[Task details]:
Rewrite the data starting with the line that contains "what_to_find = every instance of rippling" and going on through the line that contains "[363,113,410,255]", replacing "hanging root" with "dangling root" and leaving all else unchanged. Return only those lines.

[Records to use]:
========
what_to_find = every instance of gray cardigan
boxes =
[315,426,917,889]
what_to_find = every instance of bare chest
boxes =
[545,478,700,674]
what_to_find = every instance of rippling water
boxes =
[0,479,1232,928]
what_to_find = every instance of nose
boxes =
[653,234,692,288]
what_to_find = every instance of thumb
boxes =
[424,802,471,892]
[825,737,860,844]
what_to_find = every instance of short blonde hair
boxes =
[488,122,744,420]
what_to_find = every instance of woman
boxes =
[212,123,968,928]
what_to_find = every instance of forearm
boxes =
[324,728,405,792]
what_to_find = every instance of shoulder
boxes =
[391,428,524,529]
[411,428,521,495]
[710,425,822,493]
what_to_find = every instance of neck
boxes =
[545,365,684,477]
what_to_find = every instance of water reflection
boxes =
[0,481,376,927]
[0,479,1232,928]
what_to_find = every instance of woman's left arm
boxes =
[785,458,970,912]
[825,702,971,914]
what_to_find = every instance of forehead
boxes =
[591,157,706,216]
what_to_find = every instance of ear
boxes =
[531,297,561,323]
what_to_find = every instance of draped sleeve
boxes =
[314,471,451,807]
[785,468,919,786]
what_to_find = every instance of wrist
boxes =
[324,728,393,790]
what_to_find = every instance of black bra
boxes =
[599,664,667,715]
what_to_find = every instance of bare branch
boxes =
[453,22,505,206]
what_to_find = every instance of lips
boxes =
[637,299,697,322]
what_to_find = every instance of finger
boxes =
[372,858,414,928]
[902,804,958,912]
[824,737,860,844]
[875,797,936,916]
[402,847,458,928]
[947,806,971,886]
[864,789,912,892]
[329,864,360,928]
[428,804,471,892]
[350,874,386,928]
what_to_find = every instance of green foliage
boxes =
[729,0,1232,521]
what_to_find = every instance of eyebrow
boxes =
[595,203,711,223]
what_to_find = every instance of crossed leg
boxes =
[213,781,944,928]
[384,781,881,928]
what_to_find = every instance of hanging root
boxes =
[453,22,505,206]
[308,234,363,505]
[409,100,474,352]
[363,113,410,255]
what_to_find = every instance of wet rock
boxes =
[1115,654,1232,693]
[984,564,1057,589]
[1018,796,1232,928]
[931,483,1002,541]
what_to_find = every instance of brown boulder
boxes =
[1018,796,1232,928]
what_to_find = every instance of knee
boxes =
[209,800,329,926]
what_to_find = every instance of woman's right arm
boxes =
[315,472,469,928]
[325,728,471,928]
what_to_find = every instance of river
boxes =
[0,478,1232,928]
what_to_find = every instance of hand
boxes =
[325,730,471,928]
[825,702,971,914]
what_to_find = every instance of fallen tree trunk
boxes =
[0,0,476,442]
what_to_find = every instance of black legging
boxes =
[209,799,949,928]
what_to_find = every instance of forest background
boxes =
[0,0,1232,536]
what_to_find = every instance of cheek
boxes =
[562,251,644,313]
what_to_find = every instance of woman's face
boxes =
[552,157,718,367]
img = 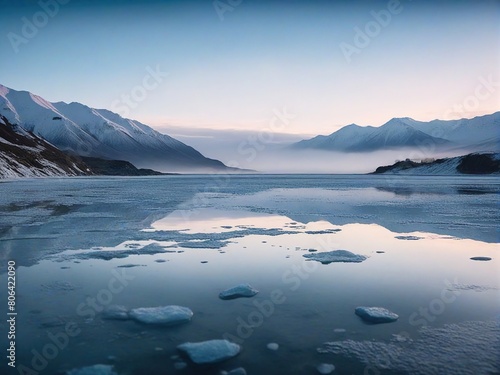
========
[Task response]:
what_to_find = every instance of rippling water
boxes =
[0,479,1232,928]
what_to_find = every instance of nose
boxes =
[653,234,692,288]
what_to_find = every instance of thumb
boxes =
[424,802,471,892]
[825,737,860,844]
what_to_find = every instance of short blonde hair
boxes =
[488,122,744,420]
what_to_find = every instance of woman
boxes =
[212,123,968,928]
what_to_find = every instance of forearm
boxes =
[324,728,405,792]
what_to_find = every instance of shoulder
boxes =
[391,428,524,529]
[411,428,521,495]
[710,425,822,493]
what_to_find = every instance of neck
boxes =
[545,365,684,477]
what_to_find = every instance of water reflection
boxes =
[0,481,376,927]
[0,479,1232,928]
what_to_find = every instance of woman's left arm
boxes =
[785,458,970,912]
[825,702,971,914]
what_to_find = every instance of forehead
boxes =
[591,157,706,216]
what_to_find = every instance of ear
boxes =
[531,297,561,323]
what_to_find = every instance of draped sleeve
boxes =
[314,471,451,807]
[785,468,919,786]
what_to_find = every instance of wrist
boxes =
[324,728,393,790]
what_to_find = every instance of black bra
boxes =
[599,664,667,715]
what_to_find = every instance of bare branch
boxes =
[453,22,505,206]
what_to_find = every instance of lips
boxes =
[637,299,697,322]
what_to_find = every instance of finger
boxes =
[372,858,414,928]
[902,804,958,912]
[824,737,860,844]
[875,797,936,916]
[402,847,458,928]
[947,806,971,886]
[864,789,912,892]
[329,864,360,928]
[428,804,471,892]
[350,874,386,928]
what_to_find = every instance of green foliage
boxes =
[729,0,1232,521]
what_to_find = every instance of eyebrow
boxes =
[595,203,711,223]
what_to_find = every instance of crossed leg
boxes =
[213,781,944,928]
[384,781,881,928]
what_to_find = every instance of dangling root
boxes =
[453,22,505,206]
[308,234,363,505]
[409,100,474,352]
[363,113,410,255]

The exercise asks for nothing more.